[EXERCISE AIM] In the pandemic news excerpt below, whom did Biden ask to join his Covid team as a chief medical adviser?

[DOCUMENT EXCERPT]

—————

But even as the latest positive news about a vaccine was announced, with the Moderna candidate showing it confers immunity for at least three months, several countries marked new Covid-19 records.
The US, for instance, posted an all-time high of more than 210,000 new cases in a 24-hour stretch to Thursday evening, meanwhile notching more than 2,900 deaths, according to Johns Hopkins University.
And Italy registered 993 deaths, topping its previous record of 969 earlier in the year when it was the first European country to be affected by the pandemic.

To build trust in vaccines after they are approved, the 78-year-old Biden said he was willing to be vaccinated in public — following up on similar commitments from former US presidents Barack Obama, George W. Bush and Bill Clinton.
Biden also used the interview to say he had asked the government’s top infectious disease specialist Anthony Fauci to join his Covid team and serve as a chief medical adviser.
But in a sign of the difficult work ahead, California announced new statewide bans on gatherings and non-essential activities, as hospitals in the nation’s most populous state face being overwhelmed.

The pandemic is showing little sign of slowing, with more than 10,000 new deaths recorded worldwide every day since November 24 — a rate never reached before, according to an AFP tally.

—————

[SOURCE MATERIAL]
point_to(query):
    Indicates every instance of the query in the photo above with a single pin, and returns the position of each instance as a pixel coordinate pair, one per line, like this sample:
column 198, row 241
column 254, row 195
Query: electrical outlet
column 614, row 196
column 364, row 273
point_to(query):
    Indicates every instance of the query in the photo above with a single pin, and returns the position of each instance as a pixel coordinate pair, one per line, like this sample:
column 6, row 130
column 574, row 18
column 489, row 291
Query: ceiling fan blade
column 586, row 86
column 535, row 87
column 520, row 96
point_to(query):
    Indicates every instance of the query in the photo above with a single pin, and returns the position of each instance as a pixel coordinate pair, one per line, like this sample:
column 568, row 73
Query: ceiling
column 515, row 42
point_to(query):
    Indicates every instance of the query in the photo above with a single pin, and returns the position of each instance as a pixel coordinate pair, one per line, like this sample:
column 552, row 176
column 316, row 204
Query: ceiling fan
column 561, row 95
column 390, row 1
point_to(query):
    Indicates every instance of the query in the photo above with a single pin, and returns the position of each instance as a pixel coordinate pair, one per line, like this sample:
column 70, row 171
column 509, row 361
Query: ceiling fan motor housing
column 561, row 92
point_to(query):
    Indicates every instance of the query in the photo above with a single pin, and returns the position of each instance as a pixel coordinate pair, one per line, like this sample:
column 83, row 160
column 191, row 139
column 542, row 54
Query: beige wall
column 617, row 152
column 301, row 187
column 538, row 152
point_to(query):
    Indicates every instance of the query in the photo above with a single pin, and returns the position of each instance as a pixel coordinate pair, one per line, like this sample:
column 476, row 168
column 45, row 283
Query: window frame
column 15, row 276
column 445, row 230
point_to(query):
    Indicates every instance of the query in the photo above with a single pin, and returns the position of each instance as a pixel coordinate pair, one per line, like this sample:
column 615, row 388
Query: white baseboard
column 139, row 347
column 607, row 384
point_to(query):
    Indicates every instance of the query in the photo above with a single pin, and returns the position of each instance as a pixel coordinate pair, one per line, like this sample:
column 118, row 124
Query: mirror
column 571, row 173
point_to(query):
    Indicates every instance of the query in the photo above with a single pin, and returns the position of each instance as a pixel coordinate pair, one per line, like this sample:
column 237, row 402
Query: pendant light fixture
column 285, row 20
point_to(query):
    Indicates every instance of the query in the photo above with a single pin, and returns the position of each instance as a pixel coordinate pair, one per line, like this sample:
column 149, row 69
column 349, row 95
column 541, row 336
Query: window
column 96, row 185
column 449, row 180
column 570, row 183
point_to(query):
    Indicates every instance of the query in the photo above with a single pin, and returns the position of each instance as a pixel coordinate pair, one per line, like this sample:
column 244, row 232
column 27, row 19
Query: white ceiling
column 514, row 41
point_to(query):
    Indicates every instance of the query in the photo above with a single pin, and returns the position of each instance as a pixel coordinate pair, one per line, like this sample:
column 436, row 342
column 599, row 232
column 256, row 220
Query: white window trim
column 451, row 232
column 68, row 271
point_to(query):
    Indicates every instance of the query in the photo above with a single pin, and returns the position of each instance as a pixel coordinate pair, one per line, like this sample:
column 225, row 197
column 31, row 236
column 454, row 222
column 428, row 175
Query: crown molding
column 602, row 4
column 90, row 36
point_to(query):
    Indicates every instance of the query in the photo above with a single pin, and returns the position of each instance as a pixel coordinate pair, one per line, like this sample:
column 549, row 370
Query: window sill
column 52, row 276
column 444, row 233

—————

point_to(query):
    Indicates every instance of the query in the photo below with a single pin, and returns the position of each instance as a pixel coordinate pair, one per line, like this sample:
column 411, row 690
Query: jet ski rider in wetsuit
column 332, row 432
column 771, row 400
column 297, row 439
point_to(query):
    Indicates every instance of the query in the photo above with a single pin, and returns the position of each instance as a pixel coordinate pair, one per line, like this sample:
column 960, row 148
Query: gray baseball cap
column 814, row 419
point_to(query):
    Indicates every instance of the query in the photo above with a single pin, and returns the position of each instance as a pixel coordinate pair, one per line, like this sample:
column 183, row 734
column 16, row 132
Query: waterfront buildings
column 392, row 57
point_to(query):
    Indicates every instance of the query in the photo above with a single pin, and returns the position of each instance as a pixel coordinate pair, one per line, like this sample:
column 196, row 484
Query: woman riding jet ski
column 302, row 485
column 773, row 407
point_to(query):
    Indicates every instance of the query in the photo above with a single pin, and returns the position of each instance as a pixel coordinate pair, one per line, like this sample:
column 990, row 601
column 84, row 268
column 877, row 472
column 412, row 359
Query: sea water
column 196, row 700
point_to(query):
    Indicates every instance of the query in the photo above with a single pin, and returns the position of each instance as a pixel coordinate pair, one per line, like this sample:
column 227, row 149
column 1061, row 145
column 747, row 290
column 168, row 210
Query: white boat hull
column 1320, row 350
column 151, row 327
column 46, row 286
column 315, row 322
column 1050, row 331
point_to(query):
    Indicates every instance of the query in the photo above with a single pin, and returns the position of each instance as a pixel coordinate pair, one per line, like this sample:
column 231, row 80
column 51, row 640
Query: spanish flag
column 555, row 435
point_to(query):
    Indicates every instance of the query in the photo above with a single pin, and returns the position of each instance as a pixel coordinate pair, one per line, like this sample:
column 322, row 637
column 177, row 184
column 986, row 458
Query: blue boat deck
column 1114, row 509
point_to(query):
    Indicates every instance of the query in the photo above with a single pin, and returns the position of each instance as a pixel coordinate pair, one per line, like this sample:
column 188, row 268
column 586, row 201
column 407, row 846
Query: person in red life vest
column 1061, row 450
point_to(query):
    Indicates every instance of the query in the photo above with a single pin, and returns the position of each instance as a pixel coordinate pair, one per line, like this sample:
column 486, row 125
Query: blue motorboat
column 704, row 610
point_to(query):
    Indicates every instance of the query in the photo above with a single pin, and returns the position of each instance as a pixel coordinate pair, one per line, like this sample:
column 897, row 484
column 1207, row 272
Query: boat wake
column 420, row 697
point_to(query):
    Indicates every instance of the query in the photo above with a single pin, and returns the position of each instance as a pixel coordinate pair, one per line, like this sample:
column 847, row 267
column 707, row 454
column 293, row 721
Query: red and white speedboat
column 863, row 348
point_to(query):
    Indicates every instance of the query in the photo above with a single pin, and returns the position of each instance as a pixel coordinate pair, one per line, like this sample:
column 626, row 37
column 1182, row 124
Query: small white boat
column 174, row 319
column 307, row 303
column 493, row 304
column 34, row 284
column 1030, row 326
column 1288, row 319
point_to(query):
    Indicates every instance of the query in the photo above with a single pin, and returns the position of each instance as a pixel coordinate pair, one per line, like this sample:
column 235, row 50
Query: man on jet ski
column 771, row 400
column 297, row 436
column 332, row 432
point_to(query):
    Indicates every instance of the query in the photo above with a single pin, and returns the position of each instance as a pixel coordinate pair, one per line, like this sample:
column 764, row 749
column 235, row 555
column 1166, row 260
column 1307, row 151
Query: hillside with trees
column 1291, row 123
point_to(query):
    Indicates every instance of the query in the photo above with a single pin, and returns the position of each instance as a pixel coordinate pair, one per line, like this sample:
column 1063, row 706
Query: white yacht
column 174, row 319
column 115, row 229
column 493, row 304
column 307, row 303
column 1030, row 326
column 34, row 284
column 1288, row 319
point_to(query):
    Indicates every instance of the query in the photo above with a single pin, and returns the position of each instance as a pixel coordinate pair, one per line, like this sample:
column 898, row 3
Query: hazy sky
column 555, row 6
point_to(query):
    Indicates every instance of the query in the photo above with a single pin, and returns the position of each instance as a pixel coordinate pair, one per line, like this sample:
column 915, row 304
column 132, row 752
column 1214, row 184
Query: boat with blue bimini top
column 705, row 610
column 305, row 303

—————

[EXERCISE SOLUTION] Anthony Fauci, the government's top infectious disease specialist.